» **Task requirements**:
(a) Rewrite the stretch of the genome assembly article from "Superscaffolding and chromosome" through "their consensus sets.", replacing "scaffolds" with "contigs".
(b) Continue the article on improving draft genome assemblies from where it stops.

(Text provided begins)

New DNA sequencing technologies and bioinformatics sequence analysis algorithms are able to produce high-quality chromosome-level assemblies of large genomes. However, many research communities still rely on ‘Version 1.0’ draft assemblies that are fragmented, incomplete, and lack chromosomal location data. In a study published in the journal BMC Biology, the SIB Group of Robert Waterhouse (University of Lausanne) demonstrates how genome-comparison-based evolutionary approaches can be used to help such draft assemblies along the journey towards becoming ‘finished’ reference genomes.
Exploiting conserved gene arrangements
Although genomic rearrangement events lead to the shuffling of genome contents over time, regions with conserved orders and orientations in multiple species can be identified. These are known as synteny blocks, where equivalent genes in different species (orthologs) have maintained their local genomic neighbourhoods. Draft genomes are made up of genomic regions assembled into scaffolds of different lengths, but their relative orders and orientations along chromosomes is usually unknown. The SIB Researchers hypothesised that conserved synteny blocks could be used as the basis for an evolutionarily guided approach to ordering and orienting scaffolds to improve currently fragmented draft assemblies. “The logic is fairly simple,” explains lead investigator Robert Waterhouse, SIB Group Leader at the University of Lausanne’s Department of Ecology and Evolution, “when genes located at scaffold extremities in one species have orthologues from many other species that are maintained as genomic neighbours, then evolution is suggesting we can stitch those scaffolds together to reunite these pairs of genes”.
Superscaffolding and chromosome anchoring
For subsets of the assemblies the researchers integrated the synteny-based scaffold adjacencies with additional supporting data from physical mapping experiments, RNA sequencing, and extra DNA sequencing samples. The combined analyses produced 20 improved superscaffolded assemblies, where assignments of scaffolds to chromosomes spanned more than 75% of several assemblies. Chromosome anchoring of scaffolds was greatly extended for several other assemblies, and updated high-resolution cytogenetic photomaps were produced for two species. Integrating these different datasets not only allowed for enhanced superscaffolding, but also served as independent validations of the synteny-based predictions and their consensus sets.

(Text provided ends)
(Data to examine begins)

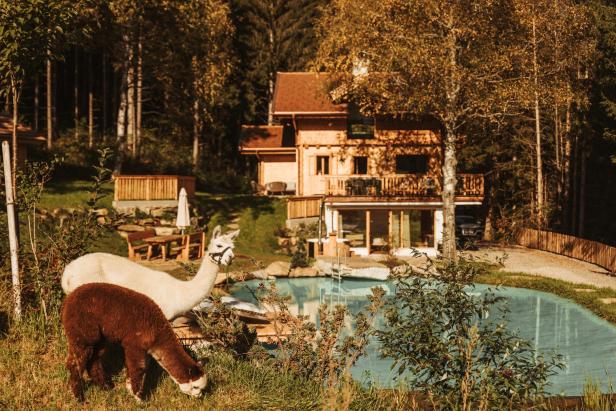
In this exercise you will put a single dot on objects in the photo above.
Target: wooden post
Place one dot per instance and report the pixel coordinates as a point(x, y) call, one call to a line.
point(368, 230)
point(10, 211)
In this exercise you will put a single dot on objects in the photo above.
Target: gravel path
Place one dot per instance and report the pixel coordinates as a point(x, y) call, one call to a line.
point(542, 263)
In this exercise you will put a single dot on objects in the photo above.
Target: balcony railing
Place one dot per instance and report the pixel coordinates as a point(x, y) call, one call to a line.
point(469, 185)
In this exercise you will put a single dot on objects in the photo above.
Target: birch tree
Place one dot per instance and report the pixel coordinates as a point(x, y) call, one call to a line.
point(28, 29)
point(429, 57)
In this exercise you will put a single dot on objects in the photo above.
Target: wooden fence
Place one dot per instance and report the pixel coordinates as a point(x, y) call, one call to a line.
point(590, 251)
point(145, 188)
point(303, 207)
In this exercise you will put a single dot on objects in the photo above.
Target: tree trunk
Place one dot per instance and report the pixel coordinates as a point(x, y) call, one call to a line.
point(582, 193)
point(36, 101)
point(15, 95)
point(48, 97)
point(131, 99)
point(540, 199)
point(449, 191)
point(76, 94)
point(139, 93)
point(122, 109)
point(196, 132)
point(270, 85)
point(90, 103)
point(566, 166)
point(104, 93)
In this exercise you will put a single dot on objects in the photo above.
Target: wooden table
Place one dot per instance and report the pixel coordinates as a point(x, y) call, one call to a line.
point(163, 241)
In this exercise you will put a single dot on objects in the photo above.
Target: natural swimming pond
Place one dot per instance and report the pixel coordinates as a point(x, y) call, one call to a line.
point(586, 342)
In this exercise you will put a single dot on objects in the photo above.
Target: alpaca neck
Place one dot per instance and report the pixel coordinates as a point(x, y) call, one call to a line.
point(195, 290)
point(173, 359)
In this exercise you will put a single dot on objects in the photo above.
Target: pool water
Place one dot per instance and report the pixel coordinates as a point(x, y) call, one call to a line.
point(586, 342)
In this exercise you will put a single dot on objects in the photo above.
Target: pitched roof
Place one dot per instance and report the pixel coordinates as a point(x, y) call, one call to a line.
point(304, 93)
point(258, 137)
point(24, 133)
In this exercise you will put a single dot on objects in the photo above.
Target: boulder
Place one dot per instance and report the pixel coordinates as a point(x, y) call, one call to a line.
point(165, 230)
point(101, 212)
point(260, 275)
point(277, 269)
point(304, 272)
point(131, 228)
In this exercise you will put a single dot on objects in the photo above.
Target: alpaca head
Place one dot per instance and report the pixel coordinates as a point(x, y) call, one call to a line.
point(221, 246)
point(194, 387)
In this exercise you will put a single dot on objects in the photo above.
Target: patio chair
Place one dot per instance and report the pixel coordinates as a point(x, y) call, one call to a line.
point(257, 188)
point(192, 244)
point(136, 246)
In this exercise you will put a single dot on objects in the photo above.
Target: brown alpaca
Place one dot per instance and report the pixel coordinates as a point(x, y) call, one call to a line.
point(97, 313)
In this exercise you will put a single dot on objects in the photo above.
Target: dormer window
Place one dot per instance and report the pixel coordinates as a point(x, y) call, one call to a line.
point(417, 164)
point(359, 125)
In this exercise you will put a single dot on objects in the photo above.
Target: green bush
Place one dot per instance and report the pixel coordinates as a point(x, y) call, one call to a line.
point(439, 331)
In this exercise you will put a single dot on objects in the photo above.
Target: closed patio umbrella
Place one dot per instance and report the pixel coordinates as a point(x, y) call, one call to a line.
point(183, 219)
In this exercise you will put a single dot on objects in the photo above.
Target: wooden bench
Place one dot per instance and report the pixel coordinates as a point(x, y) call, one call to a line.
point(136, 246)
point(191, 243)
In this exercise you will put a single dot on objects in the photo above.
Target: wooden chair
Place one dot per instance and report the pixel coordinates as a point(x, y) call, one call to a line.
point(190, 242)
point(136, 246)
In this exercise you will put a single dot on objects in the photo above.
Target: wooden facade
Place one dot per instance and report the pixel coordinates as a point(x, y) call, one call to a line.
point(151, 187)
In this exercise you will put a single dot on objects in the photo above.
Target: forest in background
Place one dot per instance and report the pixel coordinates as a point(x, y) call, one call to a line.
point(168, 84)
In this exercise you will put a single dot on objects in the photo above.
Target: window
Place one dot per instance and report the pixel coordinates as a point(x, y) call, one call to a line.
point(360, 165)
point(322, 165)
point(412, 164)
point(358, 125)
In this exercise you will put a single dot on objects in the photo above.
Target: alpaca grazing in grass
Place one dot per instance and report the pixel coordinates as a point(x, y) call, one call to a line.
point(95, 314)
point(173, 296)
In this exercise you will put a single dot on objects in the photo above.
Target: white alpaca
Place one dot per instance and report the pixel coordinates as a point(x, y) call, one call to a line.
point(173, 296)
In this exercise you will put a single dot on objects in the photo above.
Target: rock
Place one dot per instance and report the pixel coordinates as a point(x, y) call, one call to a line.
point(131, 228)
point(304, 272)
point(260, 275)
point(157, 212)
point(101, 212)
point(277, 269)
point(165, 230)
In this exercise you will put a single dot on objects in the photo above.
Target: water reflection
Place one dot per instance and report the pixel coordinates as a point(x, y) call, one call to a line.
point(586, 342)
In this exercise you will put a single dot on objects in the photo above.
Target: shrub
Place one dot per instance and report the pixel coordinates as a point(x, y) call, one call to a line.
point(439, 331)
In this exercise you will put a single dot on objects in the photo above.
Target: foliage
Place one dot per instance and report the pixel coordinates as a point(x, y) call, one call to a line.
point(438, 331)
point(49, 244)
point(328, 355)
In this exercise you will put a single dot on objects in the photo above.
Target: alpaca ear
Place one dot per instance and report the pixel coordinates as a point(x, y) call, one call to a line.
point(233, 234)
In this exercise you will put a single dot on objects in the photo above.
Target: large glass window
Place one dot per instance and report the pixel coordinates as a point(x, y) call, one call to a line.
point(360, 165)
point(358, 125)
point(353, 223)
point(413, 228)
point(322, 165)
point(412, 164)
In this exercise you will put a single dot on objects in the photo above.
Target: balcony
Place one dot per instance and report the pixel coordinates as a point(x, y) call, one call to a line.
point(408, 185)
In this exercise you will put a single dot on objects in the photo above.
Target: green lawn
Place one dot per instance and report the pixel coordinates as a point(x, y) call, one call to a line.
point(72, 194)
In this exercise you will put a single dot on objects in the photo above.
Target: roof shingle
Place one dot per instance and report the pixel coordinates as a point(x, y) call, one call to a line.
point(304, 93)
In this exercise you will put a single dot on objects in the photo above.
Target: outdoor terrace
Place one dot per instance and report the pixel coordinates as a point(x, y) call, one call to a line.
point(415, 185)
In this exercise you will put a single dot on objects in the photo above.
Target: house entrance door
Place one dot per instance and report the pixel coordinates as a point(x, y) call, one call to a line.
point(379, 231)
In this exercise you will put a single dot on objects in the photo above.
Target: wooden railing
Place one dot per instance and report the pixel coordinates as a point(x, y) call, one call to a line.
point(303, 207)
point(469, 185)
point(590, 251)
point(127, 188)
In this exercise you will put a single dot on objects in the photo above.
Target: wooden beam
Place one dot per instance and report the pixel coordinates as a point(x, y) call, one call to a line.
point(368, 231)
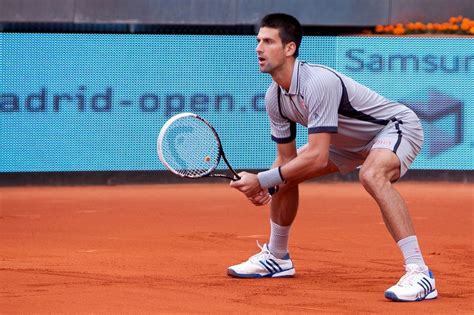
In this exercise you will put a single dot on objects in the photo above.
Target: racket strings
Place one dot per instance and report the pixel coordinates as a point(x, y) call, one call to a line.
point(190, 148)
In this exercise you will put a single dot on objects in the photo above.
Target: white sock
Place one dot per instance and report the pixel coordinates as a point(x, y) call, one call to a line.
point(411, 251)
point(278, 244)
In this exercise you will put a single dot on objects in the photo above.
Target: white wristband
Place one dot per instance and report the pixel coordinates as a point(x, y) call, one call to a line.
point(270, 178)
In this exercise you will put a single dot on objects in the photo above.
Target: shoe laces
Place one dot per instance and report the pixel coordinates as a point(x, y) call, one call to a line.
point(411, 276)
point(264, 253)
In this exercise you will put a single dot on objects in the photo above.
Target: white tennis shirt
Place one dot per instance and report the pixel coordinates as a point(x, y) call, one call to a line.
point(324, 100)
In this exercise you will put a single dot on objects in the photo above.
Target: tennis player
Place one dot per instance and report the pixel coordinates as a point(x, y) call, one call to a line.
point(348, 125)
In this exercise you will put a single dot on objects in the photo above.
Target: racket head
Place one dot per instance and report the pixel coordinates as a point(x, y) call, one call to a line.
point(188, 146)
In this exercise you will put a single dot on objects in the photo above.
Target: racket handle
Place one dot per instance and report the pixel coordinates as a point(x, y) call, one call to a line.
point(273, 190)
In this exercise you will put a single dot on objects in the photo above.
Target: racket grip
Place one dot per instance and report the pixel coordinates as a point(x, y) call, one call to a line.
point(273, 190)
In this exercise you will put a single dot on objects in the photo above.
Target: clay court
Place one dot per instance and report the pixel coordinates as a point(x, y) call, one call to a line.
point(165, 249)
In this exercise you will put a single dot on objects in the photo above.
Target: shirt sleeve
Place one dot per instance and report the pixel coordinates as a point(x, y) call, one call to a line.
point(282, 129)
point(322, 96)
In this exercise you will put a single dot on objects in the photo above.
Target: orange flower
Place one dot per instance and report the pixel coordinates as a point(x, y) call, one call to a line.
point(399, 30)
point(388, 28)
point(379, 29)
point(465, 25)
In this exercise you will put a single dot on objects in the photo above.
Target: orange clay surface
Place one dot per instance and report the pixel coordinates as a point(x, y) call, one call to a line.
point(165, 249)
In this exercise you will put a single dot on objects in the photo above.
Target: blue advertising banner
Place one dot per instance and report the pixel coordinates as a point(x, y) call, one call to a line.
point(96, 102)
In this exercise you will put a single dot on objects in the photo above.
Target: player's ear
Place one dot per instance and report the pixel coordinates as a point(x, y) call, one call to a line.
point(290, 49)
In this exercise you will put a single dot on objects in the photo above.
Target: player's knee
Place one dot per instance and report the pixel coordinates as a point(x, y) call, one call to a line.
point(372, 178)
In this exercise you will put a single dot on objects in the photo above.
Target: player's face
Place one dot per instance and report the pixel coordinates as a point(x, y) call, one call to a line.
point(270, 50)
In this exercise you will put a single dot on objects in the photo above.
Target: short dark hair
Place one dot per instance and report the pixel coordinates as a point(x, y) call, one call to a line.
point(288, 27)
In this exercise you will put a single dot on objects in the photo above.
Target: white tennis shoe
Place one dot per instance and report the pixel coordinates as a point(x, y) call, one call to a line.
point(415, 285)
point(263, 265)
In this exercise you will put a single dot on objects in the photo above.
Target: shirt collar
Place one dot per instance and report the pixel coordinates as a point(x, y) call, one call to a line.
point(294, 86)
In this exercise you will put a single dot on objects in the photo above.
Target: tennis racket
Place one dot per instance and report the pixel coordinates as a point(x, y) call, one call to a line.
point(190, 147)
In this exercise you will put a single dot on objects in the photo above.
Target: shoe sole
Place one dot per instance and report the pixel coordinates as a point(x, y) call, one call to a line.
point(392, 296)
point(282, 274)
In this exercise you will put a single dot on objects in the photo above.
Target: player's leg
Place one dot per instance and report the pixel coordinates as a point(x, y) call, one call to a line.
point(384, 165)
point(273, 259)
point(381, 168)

(Data to examine ends)

» **Answers given**:
(a)
Superscaffolding and chromosome anchoring
For subsets of the assemblies the researchers integrated the synteny-based scaffold adjacencies with additional supporting data from physical mapping experiments, RNA sequencing, and extra DNA sequencing samples. The combined analyses produced 20 improved superscaffolded assemblies, where assignments of contigs to chromosomes spanned more than 75% of several assemblies. Chromosome anchoring of contigs was greatly extended for several other assemblies, and updated high-resolution cytogenetic photomaps were produced for two species. Integrating these different datasets not only allowed for enhanced superscaffolding, but also served as independent validations of the synteny-based predictions and their consensus sets.

(b)
The Waterhouse Group teamed up with researchers from George Washington University (USA) and Simon Fraser University (Canada) to apply their three independently developed bioinformatics methods, which nevertheless all employ the same basic underlying principle, to identify such ‘reunitable neighbours’ (also known as scaffold adjacencies). They tested the performance of their methods on a dataset of 21 Anopheles mosquito genomes including mostly fragmented draft assemblies. Orthologous genes, used as the genomic markers to define conserved synteny blocks, were identified using the OrthoDB orthology delineation procedure, a SwissOrthology SIB Resource.
Powering-up evolutionary inference
Leveraging the combined detection power of the three gene synteny-based methods, the analyses identified consensus sets of thousands of well-supported scaffold adjacencies that were used to build ‘superscaffolds’ (sets of stitched-together scaffolds), resulting in substantial improvements for several assemblies. While many applications in genomics research do not strictly require such high-quality assemblies, improvements in completeness, contiguity, and chromosome anchoring or assignments can substantially add to the power and breadth of biological and evolutionary inferences from comparative genomics or population genetics analyses.
Reference(s)
Waterhouse R et al. Evolutionary superscaffolding and chromosome anchoring to improve Anopheles genome assemblies. BMC Biology 2019.